● **AVAILABLE DATA**
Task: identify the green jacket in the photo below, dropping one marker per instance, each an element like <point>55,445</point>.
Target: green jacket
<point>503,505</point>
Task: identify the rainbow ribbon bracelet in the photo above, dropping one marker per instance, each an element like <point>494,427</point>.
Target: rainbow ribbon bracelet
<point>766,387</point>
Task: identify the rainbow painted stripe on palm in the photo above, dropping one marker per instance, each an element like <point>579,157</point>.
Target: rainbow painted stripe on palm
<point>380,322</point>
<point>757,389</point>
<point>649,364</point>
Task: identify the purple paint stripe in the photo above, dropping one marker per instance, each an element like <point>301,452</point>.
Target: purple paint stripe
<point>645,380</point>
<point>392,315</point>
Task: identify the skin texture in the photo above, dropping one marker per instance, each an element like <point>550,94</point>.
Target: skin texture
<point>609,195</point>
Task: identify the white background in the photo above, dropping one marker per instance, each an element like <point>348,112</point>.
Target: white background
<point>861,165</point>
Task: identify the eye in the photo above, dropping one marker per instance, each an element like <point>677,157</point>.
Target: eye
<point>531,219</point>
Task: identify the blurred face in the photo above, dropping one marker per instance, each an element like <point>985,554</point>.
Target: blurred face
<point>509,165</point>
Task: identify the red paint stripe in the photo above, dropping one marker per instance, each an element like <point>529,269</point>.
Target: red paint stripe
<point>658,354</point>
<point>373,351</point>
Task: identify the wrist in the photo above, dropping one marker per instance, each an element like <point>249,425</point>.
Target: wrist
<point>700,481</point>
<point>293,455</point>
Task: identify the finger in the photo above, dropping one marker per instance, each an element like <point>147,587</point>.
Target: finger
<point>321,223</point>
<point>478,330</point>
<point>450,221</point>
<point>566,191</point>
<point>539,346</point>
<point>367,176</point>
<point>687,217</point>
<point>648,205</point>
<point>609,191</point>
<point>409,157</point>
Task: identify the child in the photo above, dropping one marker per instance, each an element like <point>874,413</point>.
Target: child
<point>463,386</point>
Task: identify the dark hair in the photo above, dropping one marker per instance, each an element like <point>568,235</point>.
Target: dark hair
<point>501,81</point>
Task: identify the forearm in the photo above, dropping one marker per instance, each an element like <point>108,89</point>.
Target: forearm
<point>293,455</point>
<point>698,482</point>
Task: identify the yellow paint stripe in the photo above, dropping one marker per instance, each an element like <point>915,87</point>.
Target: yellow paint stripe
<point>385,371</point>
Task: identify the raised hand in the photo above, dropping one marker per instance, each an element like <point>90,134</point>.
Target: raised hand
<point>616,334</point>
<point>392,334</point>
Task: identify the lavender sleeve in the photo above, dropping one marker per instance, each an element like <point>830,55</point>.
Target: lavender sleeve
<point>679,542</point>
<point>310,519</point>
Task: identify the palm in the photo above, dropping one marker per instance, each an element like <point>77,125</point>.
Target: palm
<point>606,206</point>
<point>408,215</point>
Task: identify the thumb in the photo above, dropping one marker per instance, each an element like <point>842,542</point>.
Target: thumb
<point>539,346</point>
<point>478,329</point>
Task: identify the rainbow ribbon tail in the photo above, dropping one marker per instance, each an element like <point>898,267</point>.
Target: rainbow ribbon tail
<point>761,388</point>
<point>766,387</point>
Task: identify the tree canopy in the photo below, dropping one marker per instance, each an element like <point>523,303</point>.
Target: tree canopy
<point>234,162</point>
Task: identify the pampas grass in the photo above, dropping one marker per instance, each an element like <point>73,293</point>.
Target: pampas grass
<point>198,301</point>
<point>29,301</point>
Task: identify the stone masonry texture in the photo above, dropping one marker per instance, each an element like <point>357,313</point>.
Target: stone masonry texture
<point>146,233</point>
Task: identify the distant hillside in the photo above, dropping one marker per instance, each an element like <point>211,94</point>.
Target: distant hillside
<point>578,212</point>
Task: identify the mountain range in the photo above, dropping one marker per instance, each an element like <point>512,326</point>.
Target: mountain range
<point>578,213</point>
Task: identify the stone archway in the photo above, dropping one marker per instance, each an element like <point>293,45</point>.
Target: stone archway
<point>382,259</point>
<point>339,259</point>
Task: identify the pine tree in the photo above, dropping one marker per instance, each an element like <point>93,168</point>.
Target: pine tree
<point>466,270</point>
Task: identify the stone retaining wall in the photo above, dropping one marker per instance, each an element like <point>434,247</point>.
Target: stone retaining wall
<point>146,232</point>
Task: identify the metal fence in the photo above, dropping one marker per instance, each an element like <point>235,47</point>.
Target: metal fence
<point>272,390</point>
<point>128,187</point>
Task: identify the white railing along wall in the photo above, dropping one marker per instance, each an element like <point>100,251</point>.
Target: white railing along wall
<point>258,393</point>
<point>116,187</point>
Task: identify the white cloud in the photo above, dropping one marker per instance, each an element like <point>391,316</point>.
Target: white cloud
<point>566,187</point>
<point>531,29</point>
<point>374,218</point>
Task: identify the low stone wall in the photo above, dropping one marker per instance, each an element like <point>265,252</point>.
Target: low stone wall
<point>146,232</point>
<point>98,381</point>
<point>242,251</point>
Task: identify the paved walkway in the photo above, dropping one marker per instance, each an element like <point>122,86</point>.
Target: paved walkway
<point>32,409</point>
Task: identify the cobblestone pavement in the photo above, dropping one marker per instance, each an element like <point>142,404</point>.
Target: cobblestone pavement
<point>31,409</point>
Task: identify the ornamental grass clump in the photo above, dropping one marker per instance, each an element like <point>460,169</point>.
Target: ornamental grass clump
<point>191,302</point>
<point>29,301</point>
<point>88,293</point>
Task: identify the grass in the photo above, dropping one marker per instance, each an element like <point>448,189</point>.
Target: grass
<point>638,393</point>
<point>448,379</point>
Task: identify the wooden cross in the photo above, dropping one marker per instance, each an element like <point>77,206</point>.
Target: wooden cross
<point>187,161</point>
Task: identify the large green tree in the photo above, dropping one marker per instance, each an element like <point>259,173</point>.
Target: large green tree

● **JOB**
Can you rewrite all the records above with "dropping one marker per instance" replaced by "placing one marker per instance" wherever it occurs, changing nothing else?

● **RESPONSE TO THIS EXERCISE**
Task: identify the green jacket in the photo below, placing one marker per instance, each an element like <point>55,445</point>.
Target: green jacket
<point>503,505</point>
Task: identify the rainbow ribbon bracelet in the photo above, placing one marker per instance, each an element like <point>494,427</point>.
Target: rainbow ribbon bracelet
<point>766,387</point>
Task: identify the rainbow painted stripe on palm in the photo above, placing one marker per instance, each an element like <point>579,157</point>.
Target: rainbow painted stripe on palm
<point>380,322</point>
<point>757,389</point>
<point>649,364</point>
Task: identify the purple paint stripe in the photo above, placing one marker per instance, each an element like <point>301,452</point>.
Target: purple paint stripe
<point>645,380</point>
<point>392,315</point>
Task: identify the skin texture in the photo above, placing one marker per instance, each an element like <point>550,94</point>.
Target: skin texture
<point>609,195</point>
Task: identify the white background in the photo above, placing one marker per instance, each an element like <point>348,112</point>.
Target: white background
<point>861,165</point>
Task: identify the eye in the photo above, placing one marker per instance, each an element like <point>677,157</point>.
Target: eye
<point>531,219</point>
Task: identify the blurred face in the photo above, placing one marker per instance, each an element like <point>985,554</point>.
Target: blurred face
<point>509,165</point>
Task: identify the red paint stripe in the photo above, placing one marker per instance, each an element like <point>529,269</point>.
Target: red paint stripe
<point>658,354</point>
<point>373,351</point>
Task: identify the wrist in the photo above, placing one marker per instance, each an element like <point>249,425</point>.
Target: wrist
<point>700,481</point>
<point>293,455</point>
Task: identify the finger in the photo above, placing one marker per instance, each an element like <point>147,587</point>.
Target: finger
<point>321,223</point>
<point>478,330</point>
<point>450,221</point>
<point>566,191</point>
<point>539,346</point>
<point>367,176</point>
<point>687,217</point>
<point>648,205</point>
<point>609,191</point>
<point>409,157</point>
Task: identify the child in the photo above, placing one marker per instance, each an element like <point>874,413</point>.
Target: child
<point>463,386</point>
Task: identify the dark hair in the photo above, placing one marker per instance, each an element like <point>568,235</point>.
Target: dark hair
<point>501,81</point>
Task: identify the forearm in the photo above, placing one marker per instance, each an element like <point>108,89</point>.
Target: forearm
<point>293,455</point>
<point>698,482</point>
Task: identify the yellow paint stripe in the photo above, placing one marker per instance, each an element like <point>915,87</point>.
Target: yellow paint stripe
<point>385,371</point>
Task: identify the raised hand in the photo above, placing one marker per instance, each an element like <point>90,134</point>.
Target: raised hand
<point>616,334</point>
<point>392,334</point>
Task: identify the lavender sleeve in the photo above, placing one marker per instance, each an element like <point>830,55</point>.
Target: lavender sleeve
<point>679,542</point>
<point>310,519</point>
Task: identify the palm in the photo above, placing one marker per instance, each an element like <point>77,125</point>.
Target: palm
<point>606,206</point>
<point>408,215</point>
Task: identify the thumb in the photo above, placing one marker per instance, each an element like <point>842,542</point>.
Target: thumb
<point>539,346</point>
<point>478,329</point>
Task: identify the rainbow ribbon tail in the photo above, placing one marker per instance, each an element like <point>898,267</point>.
Target: rainbow ribbon tail
<point>761,388</point>
<point>766,387</point>
Task: identify the tree canopy in the photo below, placing one marker per instance, each an element like <point>523,303</point>.
Target: tree canopy
<point>234,162</point>
Task: identify the pampas grass in the photo above, placing one marker per instance, each an element like <point>73,293</point>.
Target: pampas grass
<point>198,301</point>
<point>29,301</point>
Task: identify the stone masonry texture in the photo above, placing one marker per instance, each an element like <point>357,313</point>.
Target: stone masonry texture
<point>146,233</point>
Task: identify the distant hillside in the photo above, placing one marker per instance, each an element like <point>211,94</point>.
Target: distant hillside
<point>578,212</point>
Task: identify the mountain range in the photo above, placing one marker per instance, each an element like <point>512,326</point>.
Target: mountain range
<point>578,213</point>
Task: identify the stone archway in the photo above, placing one marker per instance, each an element like <point>293,45</point>.
Target: stone archway
<point>382,259</point>
<point>339,259</point>
Task: identify the pine tree in the photo above, placing one marker per instance, each an element like <point>93,168</point>.
Target: pine tree
<point>466,270</point>
Task: identify the stone retaining wall in the photo above, placing one marker per instance, each an element like <point>434,247</point>.
Target: stone retaining wall
<point>146,232</point>
Task: identify the metal fence in the photo above, placing one marker per instance, each an element like <point>235,47</point>.
Target: metal fence
<point>272,390</point>
<point>128,187</point>
Task: identify the white railing along wall in the photo above, placing one marker per instance, each an element like <point>100,251</point>.
Target: white railing along wall
<point>258,393</point>
<point>116,187</point>
Task: identify the white cloud in the photo above, placing one marker per instance, each an element like <point>391,316</point>.
Target: white cloud
<point>566,187</point>
<point>531,29</point>
<point>374,218</point>
Task: identify the low stone wall in the photo above, placing one marker per instance, each an element like <point>265,252</point>.
Target: low stone wall
<point>146,232</point>
<point>98,381</point>
<point>242,251</point>
Task: identify the paved walkway in the photo above, placing one marker per instance, each an element like <point>122,86</point>.
Target: paved walkway
<point>32,409</point>
Task: identify the cobblestone pavement in the photo above, placing one marker per instance, each an element like <point>142,404</point>.
Target: cobblestone pavement
<point>31,409</point>
Task: identify the ornamental grass clump in the photo above, placing one marker per instance, each an element like <point>460,169</point>.
Target: ornamental grass clump
<point>191,302</point>
<point>29,301</point>
<point>88,293</point>
Task: identify the grass in the photo above, placing one marker per instance, each an element like <point>448,189</point>.
Target: grass
<point>638,393</point>
<point>448,379</point>
Task: identify the wooden cross in the photo above, placing one marker per instance, each an element like <point>77,206</point>.
Target: wooden cross
<point>187,161</point>
Task: identify the large green tree in the photo above, placing one marker per instance, each an element like <point>259,173</point>.
Target: large green tree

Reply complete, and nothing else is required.